What to do
Having read the data, transcribe all of it without deviation.

++++ The input ++++

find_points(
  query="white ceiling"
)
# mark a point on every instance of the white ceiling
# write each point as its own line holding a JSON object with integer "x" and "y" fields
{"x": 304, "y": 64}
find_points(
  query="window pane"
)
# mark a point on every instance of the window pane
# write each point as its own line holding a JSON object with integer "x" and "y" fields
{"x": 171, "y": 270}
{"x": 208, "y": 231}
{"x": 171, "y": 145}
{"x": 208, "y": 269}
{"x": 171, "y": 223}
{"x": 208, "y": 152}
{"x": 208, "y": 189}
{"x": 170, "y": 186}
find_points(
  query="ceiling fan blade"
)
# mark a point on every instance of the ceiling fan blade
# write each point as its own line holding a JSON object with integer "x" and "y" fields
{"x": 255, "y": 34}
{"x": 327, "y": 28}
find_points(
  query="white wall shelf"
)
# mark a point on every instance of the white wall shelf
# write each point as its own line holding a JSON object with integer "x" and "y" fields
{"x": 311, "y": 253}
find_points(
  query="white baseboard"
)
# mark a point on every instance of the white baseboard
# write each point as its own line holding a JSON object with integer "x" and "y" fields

++++

Output of the exercise
find_points(
  query="white ceiling"
)
# mark a point on every instance of the white ceiling
# write each point as its own line holding a JSON object with integer "x" and "y" fields
{"x": 304, "y": 64}
find_points(
  query="window pane"
)
# mark a point on every instance of the window pane
# write each point as its own line holding a JSON object with integer "x" and "y" fields
{"x": 171, "y": 270}
{"x": 208, "y": 231}
{"x": 171, "y": 145}
{"x": 208, "y": 269}
{"x": 171, "y": 223}
{"x": 208, "y": 152}
{"x": 208, "y": 189}
{"x": 170, "y": 186}
find_points(
  query="ceiling fan blade"
)
# mark a point on every instance of the ceiling fan blade
# write each point as its own line holding a JSON object with integer "x" and "y" fields
{"x": 255, "y": 34}
{"x": 327, "y": 28}
find_points(
  query="white wall shelf"
)
# mark a point on every instance of the white wall shelf
# write each point as its own line holding a JSON object with integer "x" and "y" fields
{"x": 311, "y": 253}
find_points(
  query="white baseboard"
)
# mark a point on every instance of the white baseboard
# write each point as its own line holding a JSON object with integer "x" and "y" fields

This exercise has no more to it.